■ Exercise requirements:
• 1. In the Scout24 meeting passage, restate the paragraph that begins "Under item three of the agenda" as a short list that keeps its main facts.
• 2. Transcribe a section of the Scout24 meeting passage word for word, beginning at the words "I will deal" and stopping after "in the meantime.".

■ Selected passage:
::::::::::
According to the German Stock Corporation Act, executive board and supervisory board members may not vote for themselves or for another person in the resolution or their own discharge, and nor may they be represented. The executive board and supervisory board members were informed about this exclusion of voting rights in the discharge votes concerning them. It is technically ensured that the announced exclusions of voting rights are observed. The full text of the administration's proposed resolution on agenda items two to eight, published in the Federal Gazette, can be found in the convening notice, including the announcement of an adjustment to the proposed resolution on agenda item two. The proposed resolutions on agenda items three to eight will be put to the vote as they were announced in the Federal Gazette on the 18th of May, 2022, with the convening of today's annual general meeting.
I will deal with the adjustment to agenda item two in a moment. I will now call up the items on the agenda and the proposed resolutions made by the administration. Agenda item one: presentation of annual accounts, etc. For this item one, no vote is required on agenda item one, the presentation of the accounts. Agenda item two: resolution on the appropriation of the net retained profits of Scout24 SE for the financial year 2021. Item two refers to the proposal of the management proposal for the appropriation of the balance sheet profit. As already announced in the convening notice published in the Federal Gazette, the executive board and the supervisory board submitted a correspondingly adjusted proposal for resolution on the appropriation of profits due to the ongoing share buyback and the reduced number of shares entitled to the dividends in the meantime.
Accordingly, the executive board and the supervisory board propose to resolve as follows: the retained earnings in the financial year 2021 and reported in the financial statement as at 31st December 2022. Those earnings of EUR 1,602,742,602.64 shall be appropriated as follows: distribution of a dividend with a total amount of EUR 66,309,980.35. This corresponds to a dividend of EUR 0.85 per no-par-value share entitled to dividend for the past financial year 2021. Transfer to other revenue reserves, EUR 741,632.25.
Profit carried forward, EUR 1,535,609,817.04. Since we need an even cent amount for the dividend per share, the arithmetically non-distributable balance of EUR 741,632.25 is to be transferred to retained earnings.
Adding this balance to the adjusted distribution amount of EUR 66,391,180.55. This gives the original proposed distribution amount of EUR 67,132,812.60. The adjusted resolution proposal can also be found on the website of Scout24 SE. Currently, the company holds 2,092,729 treasury shares, making 78,107,271 shares of the company entitled to dividends. Agenda item three resolution on the discharge of the members of the executive board for the financial year 2021.
Under item three of the agenda, the executive board and the supervisory board propose that the actions of the members of the executive board in office in the 2021 financial year be approved for this period. This applies to the respective mandate as a member of the executive b oard of the SE, as well as a member of the executive board of the AG. Agenda item four, resolution on the discharge of the members of the supervisory board for the financial year 2021. Under item four of the agenda, the executive board and the supervisory board propose that the actions of the members of the supervisory board holding office in the 2021 financial year be approved for this period. Again, this applies both to the respective mandate as a member of the supervisory board of the SE and a member of the supervisory board of the AG.
Agenda item five: resolution on the appointment of the auditors. The supervisory board proposes under agenda item five, based on the recommendation of the audit committee to appoint KPMG AG as auditors of the annual financial statements and the consolidated financial statements for the financial year 2022, as well as for a possible audit review of the condensed financial statements and the interim management report in the financial years 2022 and 2023, as well as for a possible audit review of interim financial information in the financial years 2022 and 2023 in each case until the next annual general meeting. Agenda item six: resolution on the approval of the remuneration report.
::::::::::
■ Records supplied:
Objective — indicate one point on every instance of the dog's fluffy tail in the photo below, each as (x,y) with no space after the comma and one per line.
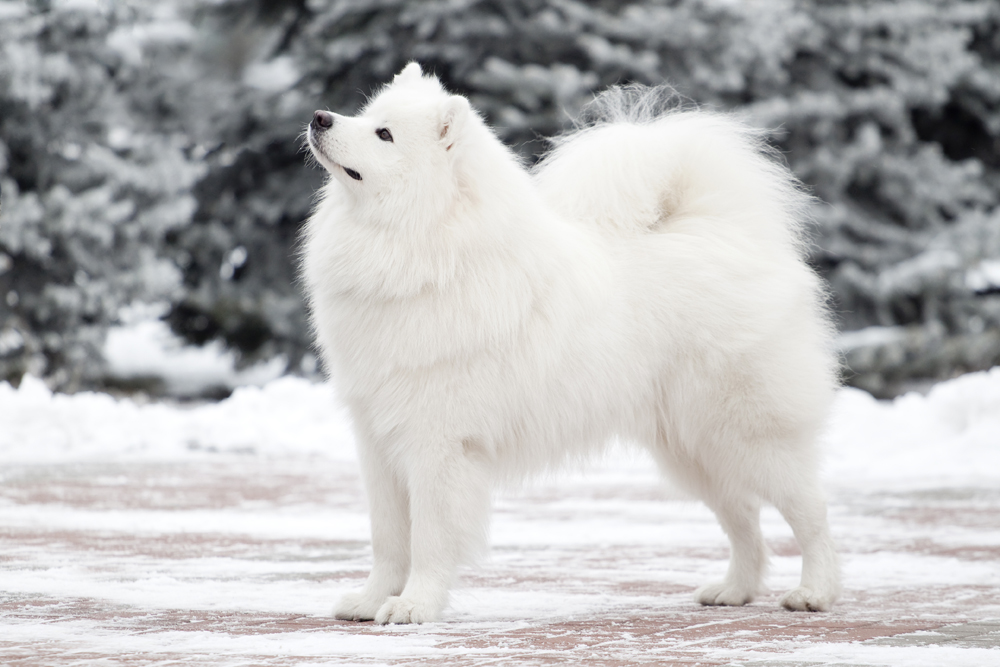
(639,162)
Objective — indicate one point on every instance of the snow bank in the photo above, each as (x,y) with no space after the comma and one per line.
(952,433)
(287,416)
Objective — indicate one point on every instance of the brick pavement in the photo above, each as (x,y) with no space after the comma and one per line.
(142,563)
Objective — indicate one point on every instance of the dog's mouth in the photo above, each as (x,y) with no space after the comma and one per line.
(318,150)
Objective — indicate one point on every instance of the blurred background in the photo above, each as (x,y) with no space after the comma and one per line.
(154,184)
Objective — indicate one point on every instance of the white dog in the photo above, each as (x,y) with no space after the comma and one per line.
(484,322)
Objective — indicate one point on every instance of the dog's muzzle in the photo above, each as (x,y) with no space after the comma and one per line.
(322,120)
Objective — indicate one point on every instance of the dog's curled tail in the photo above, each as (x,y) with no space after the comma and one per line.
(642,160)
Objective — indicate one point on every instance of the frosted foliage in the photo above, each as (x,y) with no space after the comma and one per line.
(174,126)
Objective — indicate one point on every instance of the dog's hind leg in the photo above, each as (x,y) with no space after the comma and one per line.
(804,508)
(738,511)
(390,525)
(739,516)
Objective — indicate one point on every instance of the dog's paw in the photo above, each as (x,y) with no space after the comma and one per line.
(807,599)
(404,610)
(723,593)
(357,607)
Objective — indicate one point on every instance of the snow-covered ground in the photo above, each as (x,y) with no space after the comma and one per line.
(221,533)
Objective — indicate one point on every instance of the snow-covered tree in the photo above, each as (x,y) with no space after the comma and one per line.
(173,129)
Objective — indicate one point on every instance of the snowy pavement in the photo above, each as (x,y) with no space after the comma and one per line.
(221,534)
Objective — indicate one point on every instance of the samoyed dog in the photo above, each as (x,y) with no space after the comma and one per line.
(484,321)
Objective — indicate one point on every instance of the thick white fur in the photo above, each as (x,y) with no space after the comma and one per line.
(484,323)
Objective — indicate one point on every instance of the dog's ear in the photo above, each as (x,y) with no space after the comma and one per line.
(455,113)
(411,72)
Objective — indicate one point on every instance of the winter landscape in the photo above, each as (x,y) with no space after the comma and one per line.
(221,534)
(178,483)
::::::::::
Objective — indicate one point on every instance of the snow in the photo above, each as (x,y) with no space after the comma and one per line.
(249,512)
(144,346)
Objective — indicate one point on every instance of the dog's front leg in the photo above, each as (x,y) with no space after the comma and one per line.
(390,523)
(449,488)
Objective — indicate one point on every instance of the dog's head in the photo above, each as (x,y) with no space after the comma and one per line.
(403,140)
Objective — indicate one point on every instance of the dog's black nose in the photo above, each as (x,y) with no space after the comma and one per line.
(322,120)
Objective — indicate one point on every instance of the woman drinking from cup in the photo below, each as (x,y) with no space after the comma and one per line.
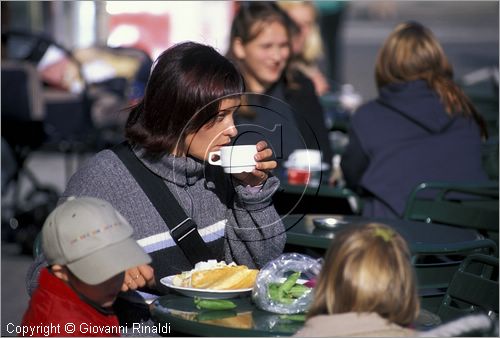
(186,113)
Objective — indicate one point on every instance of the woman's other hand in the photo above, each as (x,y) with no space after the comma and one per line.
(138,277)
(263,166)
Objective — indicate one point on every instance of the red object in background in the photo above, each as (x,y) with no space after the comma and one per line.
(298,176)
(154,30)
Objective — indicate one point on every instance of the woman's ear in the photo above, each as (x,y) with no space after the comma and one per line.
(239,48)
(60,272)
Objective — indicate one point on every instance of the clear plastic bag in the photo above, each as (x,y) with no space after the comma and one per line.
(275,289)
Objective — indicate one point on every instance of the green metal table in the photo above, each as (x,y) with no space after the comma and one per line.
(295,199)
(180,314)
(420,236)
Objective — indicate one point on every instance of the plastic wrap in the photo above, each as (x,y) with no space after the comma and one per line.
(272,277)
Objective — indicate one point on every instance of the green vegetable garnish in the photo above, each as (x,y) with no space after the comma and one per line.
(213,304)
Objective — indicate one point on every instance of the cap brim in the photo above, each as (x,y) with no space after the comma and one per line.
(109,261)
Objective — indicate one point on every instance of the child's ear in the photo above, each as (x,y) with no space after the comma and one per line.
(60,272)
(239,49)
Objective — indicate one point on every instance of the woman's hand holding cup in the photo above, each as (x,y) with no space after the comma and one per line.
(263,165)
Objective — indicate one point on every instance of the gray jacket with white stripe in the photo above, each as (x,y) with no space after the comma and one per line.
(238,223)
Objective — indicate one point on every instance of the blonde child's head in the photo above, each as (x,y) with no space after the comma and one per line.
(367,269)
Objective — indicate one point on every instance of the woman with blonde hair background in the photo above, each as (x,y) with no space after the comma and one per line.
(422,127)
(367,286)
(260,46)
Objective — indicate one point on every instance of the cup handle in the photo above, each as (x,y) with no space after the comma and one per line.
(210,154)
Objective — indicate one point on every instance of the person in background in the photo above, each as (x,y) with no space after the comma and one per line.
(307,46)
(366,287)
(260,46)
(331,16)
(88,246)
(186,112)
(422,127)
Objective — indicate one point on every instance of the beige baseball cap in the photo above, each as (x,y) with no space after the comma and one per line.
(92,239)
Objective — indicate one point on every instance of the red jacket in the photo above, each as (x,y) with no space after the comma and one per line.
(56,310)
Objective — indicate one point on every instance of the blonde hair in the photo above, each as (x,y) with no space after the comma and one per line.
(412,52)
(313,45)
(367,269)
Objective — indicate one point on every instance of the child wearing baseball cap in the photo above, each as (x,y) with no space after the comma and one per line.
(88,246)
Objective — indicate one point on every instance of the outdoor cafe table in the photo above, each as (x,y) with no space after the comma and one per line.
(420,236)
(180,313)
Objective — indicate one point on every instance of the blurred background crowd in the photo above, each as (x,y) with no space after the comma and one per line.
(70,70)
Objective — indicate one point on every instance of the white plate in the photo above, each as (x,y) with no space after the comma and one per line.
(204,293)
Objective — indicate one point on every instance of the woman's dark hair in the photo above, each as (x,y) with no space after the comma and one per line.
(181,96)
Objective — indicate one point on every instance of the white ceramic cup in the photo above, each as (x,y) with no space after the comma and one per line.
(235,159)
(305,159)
::::::::::
■ Answers given:
• 1.
- Agenda item three: the executive board and the supervisory board propose approving the actions of the executive board members in office in the 2021 financial year for that period.
- This covers each member's mandate on the executive board of the SE and on the executive board of the AG.
- Agenda item four is the resolution on the discharge of the supervisory board members for the financial year 2021.
- The executive board and the supervisory board propose approving the actions of the supervisory board members in office in the 2021 financial year for that period.
- This also covers each member's mandate on the supervisory board of the SE and on the supervisory board of the AG.

• 2.
I will deal with the adjustment to agenda item two in a moment. I will now call up the items on the agenda and the proposed resolutions made by the administration. Agenda item one: presentation of annual accounts, etc. For this item one, no vote is required on agenda item one, the presentation of the accounts. Agenda item two: resolution on the appropriation of the net retained profits of Scout24 SE for the financial year 2021. Item two refers to the proposal of the management proposal for the appropriation of the balance sheet profit. As already announced in the convening notice published in the Federal Gazette, the executive board and the supervisory board submitted a correspondingly adjusted proposal for resolution on the appropriation of profits due to the ongoing share buyback and the reduced number of shares entitled to the dividends in the meantime.